-- Materials provided start --

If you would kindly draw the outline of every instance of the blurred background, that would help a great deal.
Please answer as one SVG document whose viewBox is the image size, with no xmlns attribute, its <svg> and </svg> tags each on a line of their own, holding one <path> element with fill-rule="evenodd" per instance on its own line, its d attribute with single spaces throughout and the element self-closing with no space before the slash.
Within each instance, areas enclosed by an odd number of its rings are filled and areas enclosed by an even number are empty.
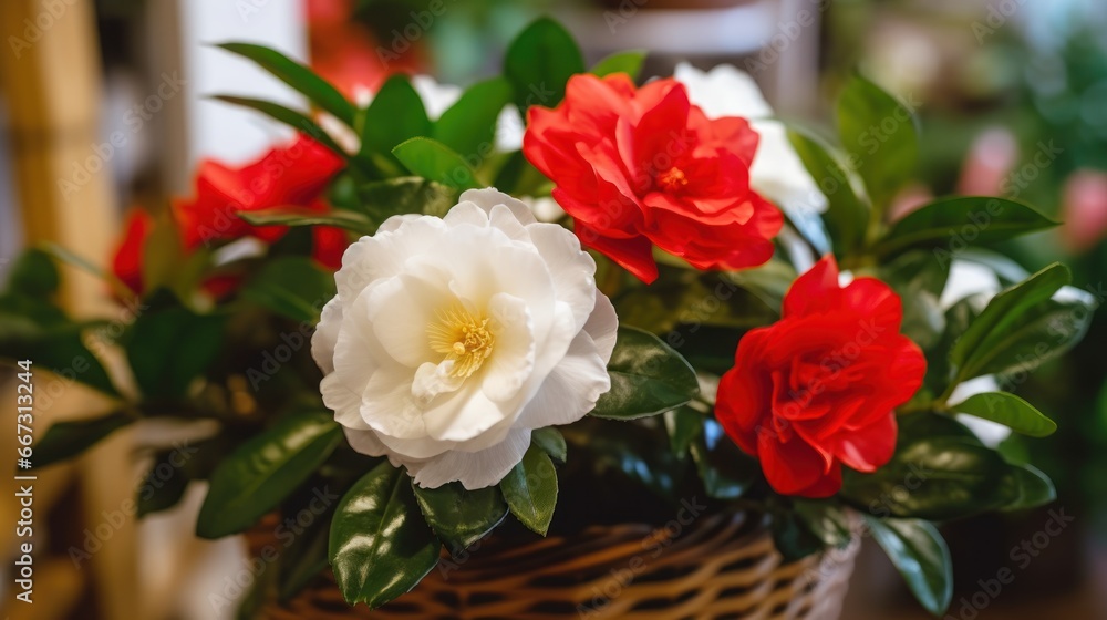
<svg viewBox="0 0 1107 620">
<path fill-rule="evenodd" d="M 1103 0 L 3 0 L 0 277 L 21 248 L 41 241 L 106 264 L 124 211 L 157 211 L 188 194 L 199 158 L 241 163 L 289 137 L 259 115 L 206 99 L 234 92 L 302 104 L 210 43 L 278 48 L 359 97 L 392 72 L 463 86 L 492 74 L 510 39 L 542 13 L 573 31 L 589 61 L 650 50 L 643 75 L 670 73 L 681 61 L 733 63 L 789 118 L 829 123 L 837 85 L 859 68 L 922 118 L 922 165 L 901 208 L 953 193 L 1025 200 L 1065 224 L 1007 248 L 1017 260 L 994 267 L 1034 271 L 1059 259 L 1073 266 L 1077 286 L 1107 294 Z M 68 272 L 63 292 L 77 314 L 127 320 L 91 277 Z M 1074 351 L 1005 385 L 1058 422 L 1047 440 L 1002 444 L 1010 459 L 1033 455 L 1056 480 L 1058 500 L 944 528 L 958 581 L 949 617 L 1107 618 L 1105 344 L 1100 316 Z M 14 401 L 11 376 L 0 371 L 0 402 Z M 104 407 L 77 388 L 48 399 L 40 433 L 50 421 Z M 13 434 L 2 435 L 0 446 L 14 450 Z M 0 612 L 235 617 L 242 588 L 234 579 L 249 572 L 244 545 L 193 538 L 196 488 L 180 508 L 141 521 L 126 509 L 149 466 L 141 445 L 143 437 L 123 432 L 41 473 L 35 602 L 12 602 L 15 538 L 0 528 Z M 12 493 L 0 496 L 0 514 L 15 520 Z M 1035 535 L 1058 515 L 1072 520 L 1061 519 L 1061 534 L 1041 544 Z M 844 618 L 924 618 L 882 554 L 868 551 Z M 1013 585 L 989 593 L 1004 569 Z"/>
</svg>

-- Materials provided end --

Written exercise – Transcribe every line of the entries above without alteration, omitting the pictures.

Task solution –
If you would kindly draw the outline of every instance of the blurred background, that would help a great deal.
Please answer as one SVG document whose viewBox is the image size, with no xmlns attribute, its <svg> and </svg> tags each on a line of their own, holding one <path> element with fill-rule="evenodd" per instance on its own line, its d attribute with single spaces throughout and the element self-closing with no space before the slash.
Within each instance, areas enclosed by an odd number of its rings are filled and areas enclosed by an even number are empty.
<svg viewBox="0 0 1107 620">
<path fill-rule="evenodd" d="M 1103 0 L 3 0 L 0 277 L 21 248 L 41 241 L 106 264 L 124 211 L 157 211 L 188 194 L 199 158 L 241 163 L 289 137 L 259 115 L 206 99 L 234 92 L 302 104 L 210 43 L 278 48 L 359 97 L 392 72 L 463 86 L 492 74 L 510 39 L 542 13 L 573 31 L 589 61 L 650 50 L 643 75 L 670 73 L 681 61 L 733 63 L 789 118 L 829 123 L 837 85 L 859 68 L 922 118 L 922 165 L 901 208 L 953 193 L 1025 200 L 1065 224 L 1007 248 L 1017 260 L 994 267 L 1034 271 L 1059 259 L 1073 266 L 1077 286 L 1107 294 Z M 68 272 L 63 292 L 77 314 L 127 320 L 91 277 Z M 1074 351 L 1005 385 L 1058 422 L 1047 440 L 1002 444 L 1010 459 L 1033 455 L 1056 480 L 1058 500 L 944 528 L 958 581 L 949 617 L 1107 618 L 1105 344 L 1100 316 Z M 14 401 L 11 376 L 0 371 L 0 402 Z M 104 407 L 77 388 L 48 399 L 40 433 L 50 421 Z M 13 434 L 2 435 L 0 446 L 14 450 Z M 0 612 L 235 617 L 242 588 L 234 579 L 249 572 L 244 545 L 193 538 L 196 488 L 180 508 L 141 521 L 126 509 L 149 466 L 141 445 L 143 437 L 123 432 L 41 473 L 35 602 L 12 602 L 15 538 L 0 528 Z M 12 493 L 0 496 L 0 514 L 15 520 Z M 1035 535 L 1058 515 L 1072 520 L 1061 519 L 1061 534 L 1041 544 Z M 844 618 L 924 618 L 882 554 L 868 551 Z M 1013 585 L 989 593 L 1004 569 Z"/>
</svg>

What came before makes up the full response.